(Registros extraídos)
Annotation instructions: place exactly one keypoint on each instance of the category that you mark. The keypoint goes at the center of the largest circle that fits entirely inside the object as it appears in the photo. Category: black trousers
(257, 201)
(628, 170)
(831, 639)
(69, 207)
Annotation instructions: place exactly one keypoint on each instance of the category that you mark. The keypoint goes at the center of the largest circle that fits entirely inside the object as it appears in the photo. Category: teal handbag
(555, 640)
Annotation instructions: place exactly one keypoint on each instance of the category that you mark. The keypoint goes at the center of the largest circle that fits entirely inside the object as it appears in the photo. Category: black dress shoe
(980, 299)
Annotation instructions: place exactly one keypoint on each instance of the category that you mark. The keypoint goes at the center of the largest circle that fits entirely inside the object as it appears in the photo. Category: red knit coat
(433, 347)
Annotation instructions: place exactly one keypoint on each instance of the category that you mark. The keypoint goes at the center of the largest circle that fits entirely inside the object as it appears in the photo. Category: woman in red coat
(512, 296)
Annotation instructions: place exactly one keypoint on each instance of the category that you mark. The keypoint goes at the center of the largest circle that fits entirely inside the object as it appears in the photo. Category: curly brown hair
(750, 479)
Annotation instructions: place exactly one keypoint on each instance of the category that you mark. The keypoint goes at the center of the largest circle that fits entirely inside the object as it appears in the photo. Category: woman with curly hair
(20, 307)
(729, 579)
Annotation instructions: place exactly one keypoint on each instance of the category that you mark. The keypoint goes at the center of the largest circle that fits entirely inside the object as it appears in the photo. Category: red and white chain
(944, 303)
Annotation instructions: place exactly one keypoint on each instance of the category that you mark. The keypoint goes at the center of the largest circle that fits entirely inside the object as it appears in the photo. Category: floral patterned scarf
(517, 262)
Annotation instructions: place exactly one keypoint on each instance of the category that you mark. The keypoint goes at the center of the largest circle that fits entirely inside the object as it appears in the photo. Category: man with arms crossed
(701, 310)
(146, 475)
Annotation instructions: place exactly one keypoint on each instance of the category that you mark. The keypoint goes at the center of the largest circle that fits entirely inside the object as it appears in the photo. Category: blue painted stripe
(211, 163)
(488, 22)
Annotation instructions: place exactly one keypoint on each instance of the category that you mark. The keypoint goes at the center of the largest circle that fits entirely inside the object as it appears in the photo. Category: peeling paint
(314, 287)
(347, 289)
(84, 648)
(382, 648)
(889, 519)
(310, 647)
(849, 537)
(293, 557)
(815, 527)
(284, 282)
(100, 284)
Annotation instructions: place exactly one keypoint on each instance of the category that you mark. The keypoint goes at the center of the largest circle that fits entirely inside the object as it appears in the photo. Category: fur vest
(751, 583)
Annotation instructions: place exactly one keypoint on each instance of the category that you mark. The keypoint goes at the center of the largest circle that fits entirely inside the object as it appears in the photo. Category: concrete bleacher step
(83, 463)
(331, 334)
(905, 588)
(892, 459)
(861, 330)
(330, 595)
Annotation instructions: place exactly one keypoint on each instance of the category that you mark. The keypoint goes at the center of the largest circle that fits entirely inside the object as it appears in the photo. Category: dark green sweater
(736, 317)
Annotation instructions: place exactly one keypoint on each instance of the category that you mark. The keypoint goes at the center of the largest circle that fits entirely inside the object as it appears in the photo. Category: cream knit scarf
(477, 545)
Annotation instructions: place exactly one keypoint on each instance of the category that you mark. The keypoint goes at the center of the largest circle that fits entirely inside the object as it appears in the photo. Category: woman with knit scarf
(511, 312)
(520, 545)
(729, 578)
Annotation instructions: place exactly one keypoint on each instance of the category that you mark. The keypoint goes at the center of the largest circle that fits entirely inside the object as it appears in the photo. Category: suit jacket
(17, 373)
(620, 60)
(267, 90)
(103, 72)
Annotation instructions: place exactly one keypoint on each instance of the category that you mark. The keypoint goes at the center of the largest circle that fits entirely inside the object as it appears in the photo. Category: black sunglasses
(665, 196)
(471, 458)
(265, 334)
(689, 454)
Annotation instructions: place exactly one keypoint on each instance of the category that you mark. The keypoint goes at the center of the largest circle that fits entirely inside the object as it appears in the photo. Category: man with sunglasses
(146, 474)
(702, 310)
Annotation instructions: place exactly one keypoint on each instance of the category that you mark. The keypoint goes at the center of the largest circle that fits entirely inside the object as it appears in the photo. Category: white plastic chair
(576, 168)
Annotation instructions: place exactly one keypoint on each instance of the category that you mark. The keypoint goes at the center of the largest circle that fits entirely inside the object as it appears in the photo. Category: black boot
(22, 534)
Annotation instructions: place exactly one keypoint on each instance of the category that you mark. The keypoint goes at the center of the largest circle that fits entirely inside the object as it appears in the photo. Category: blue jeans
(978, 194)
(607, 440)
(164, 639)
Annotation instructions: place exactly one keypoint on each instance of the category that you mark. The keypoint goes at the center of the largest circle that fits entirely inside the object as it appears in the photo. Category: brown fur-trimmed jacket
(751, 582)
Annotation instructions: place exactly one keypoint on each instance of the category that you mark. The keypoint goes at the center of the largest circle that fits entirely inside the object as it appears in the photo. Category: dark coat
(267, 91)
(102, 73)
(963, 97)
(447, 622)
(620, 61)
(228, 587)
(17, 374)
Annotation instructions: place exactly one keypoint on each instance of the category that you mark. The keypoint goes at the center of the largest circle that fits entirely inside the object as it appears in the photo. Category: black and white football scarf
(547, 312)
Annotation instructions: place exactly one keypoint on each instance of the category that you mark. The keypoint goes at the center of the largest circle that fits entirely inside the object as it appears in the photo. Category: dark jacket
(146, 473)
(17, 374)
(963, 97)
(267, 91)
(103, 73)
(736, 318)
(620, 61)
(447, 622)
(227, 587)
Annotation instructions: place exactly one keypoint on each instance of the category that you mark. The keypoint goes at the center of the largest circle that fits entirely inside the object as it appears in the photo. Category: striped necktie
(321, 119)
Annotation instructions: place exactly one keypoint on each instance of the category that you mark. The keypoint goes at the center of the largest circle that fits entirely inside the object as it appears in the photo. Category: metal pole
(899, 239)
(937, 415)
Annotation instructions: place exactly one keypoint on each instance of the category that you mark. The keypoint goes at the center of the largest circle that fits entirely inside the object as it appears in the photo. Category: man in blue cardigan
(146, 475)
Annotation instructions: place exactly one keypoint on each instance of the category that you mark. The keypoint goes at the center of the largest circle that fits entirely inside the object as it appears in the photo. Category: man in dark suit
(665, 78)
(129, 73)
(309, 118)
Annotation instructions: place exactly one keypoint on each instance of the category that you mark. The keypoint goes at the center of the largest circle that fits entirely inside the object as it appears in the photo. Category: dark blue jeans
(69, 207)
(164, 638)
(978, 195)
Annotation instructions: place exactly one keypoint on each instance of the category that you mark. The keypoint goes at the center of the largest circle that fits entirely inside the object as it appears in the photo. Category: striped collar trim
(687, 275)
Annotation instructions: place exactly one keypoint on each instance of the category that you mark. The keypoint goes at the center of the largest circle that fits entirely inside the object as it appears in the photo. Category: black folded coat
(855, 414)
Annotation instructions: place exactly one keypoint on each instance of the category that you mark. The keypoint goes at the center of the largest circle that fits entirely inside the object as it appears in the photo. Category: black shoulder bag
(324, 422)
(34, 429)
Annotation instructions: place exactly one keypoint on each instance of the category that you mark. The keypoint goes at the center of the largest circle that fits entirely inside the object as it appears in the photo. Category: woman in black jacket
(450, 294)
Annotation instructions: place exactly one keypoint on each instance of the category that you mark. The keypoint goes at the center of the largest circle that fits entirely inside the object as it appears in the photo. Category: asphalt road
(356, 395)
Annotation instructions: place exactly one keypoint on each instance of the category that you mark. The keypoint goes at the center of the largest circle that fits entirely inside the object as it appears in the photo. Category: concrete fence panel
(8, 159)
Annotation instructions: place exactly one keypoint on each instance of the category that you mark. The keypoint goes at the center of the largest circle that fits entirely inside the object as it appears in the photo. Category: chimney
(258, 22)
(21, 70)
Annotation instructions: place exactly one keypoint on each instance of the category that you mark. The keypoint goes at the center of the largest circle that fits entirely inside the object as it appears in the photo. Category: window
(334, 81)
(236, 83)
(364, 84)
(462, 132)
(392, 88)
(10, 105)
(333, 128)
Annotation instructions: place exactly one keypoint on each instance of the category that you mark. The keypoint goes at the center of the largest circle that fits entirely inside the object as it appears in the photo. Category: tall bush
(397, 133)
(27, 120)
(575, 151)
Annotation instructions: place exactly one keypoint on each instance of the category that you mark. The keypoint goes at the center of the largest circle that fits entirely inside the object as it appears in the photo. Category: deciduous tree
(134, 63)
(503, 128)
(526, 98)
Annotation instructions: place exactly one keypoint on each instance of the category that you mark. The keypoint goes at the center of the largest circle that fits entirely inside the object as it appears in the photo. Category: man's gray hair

**REQUISITOS DA TAREFA**:
Atualize o trecho que vai da linha com "Category: tall bush" até o fim das entradas, trocando "tall bush" por "tall shrub" e mantendo todo o resto igual. Apresente esse trecho completo.

**SOLUÇÃO DO PROBLEMA**:
Annotation instructions: place exactly one keypoint on each instance of the category that you mark. The keypoint goes at the center of the largest circle that fits entirely inside the object as it appears in the photo. Category: tall shrub
(397, 133)
(27, 120)
(575, 151)
Annotation instructions: place exactly one keypoint on each instance of the category that you mark. The keypoint goes at the center of the largest circle that fits entirely inside the object as it appears in the photo. Category: deciduous tree
(134, 63)
(503, 128)
(526, 98)
Annotation instructions: place exactly one keypoint on each instance of the category that you mark. The keypoint goes at the center of the largest circle that fits entirely inside the object as it appears in the photo. Category: man's gray hair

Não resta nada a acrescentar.